### Aim of the task
Set down every line of the data, unchanged and complete.

### Stored data entries
• • •
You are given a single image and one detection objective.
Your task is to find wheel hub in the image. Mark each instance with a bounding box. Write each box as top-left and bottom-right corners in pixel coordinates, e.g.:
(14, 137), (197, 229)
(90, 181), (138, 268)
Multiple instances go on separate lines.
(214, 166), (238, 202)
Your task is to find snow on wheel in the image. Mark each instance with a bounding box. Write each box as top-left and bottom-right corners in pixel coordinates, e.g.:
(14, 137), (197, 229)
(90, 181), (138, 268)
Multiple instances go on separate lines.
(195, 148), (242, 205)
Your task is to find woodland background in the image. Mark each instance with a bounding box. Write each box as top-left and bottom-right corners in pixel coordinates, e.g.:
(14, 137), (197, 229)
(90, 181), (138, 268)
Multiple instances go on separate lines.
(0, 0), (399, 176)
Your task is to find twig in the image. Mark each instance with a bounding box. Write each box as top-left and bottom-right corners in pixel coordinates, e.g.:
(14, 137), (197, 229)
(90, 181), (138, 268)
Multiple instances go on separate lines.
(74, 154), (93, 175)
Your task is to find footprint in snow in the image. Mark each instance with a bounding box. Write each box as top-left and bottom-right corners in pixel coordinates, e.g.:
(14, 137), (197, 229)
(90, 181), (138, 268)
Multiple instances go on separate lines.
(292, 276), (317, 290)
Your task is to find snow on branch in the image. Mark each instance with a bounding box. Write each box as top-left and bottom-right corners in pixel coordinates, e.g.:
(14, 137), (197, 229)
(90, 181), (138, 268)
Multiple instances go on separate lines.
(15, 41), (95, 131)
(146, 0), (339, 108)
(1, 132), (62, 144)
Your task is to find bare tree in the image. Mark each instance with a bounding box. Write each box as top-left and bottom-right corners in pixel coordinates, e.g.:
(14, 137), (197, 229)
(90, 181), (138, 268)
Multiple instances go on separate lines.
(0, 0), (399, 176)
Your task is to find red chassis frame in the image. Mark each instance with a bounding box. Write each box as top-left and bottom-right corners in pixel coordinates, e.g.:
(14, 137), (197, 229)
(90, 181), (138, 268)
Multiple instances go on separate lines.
• • •
### Exercise output
You are given a single image and one detection objective.
Your task is to find wheel hub in the image. Mark each instance with a bounding box. Write each box as top-left and bottom-right corners in pixel coordinates, e.g.:
(14, 137), (197, 229)
(90, 181), (138, 268)
Multiple instances go on separate lines.
(214, 166), (238, 202)
Your task is to find snow on wheel in the image. Mark each instance with a bounding box. Write each box as top-left and bottom-right corners in pixel coordinates, e.g.:
(14, 137), (197, 229)
(90, 181), (138, 268)
Multiple instances go on separate lines.
(195, 148), (242, 205)
Your task is to find woodland background in the image. Mark each instance with a bounding box. Write each box as top-left and bottom-right corners in pixel coordinates, e.g.:
(14, 137), (197, 229)
(90, 181), (138, 268)
Multiple instances go on separate lines.
(0, 0), (399, 176)
Your task is to find twig in the image. Mark each instance with a bounding box. Write each box as top-left and bottom-right corners in pixel coordinates, e.g.:
(14, 137), (197, 229)
(90, 181), (138, 268)
Multiple instances go on separate lines.
(74, 154), (93, 175)
Your task is to find footprint in snow in the image. Mark each instance with a bounding box. Write each box as top-left and bottom-right corners in pixel coordinates, e.g.:
(14, 137), (197, 229)
(90, 181), (138, 268)
Multiple instances go on separate lines.
(292, 276), (317, 290)
Your task is to find snow on branch in the image. Mark each instance with a bounding box. Write each box as top-left and bottom-right corners in pixel coordinates, e.g.:
(14, 137), (197, 229)
(90, 181), (138, 268)
Multiple instances go on separate lines.
(15, 41), (95, 131)
(146, 0), (339, 108)
(1, 132), (62, 144)
Your task is to find bare tree in the image. Mark each instance with a bounding box. Write each box as top-left and bottom-right corners in pixel coordinates, e.g.:
(14, 137), (197, 229)
(90, 181), (138, 268)
Multiple instances go on separate lines.
(0, 0), (399, 176)
Your task is to find red chassis frame in the image. Mark each instance with a bounding box. Write each box as top-left and bottom-right corners in pixel coordinates, e.g.:
(14, 137), (197, 229)
(90, 181), (138, 268)
Multiple instances go on separate lines.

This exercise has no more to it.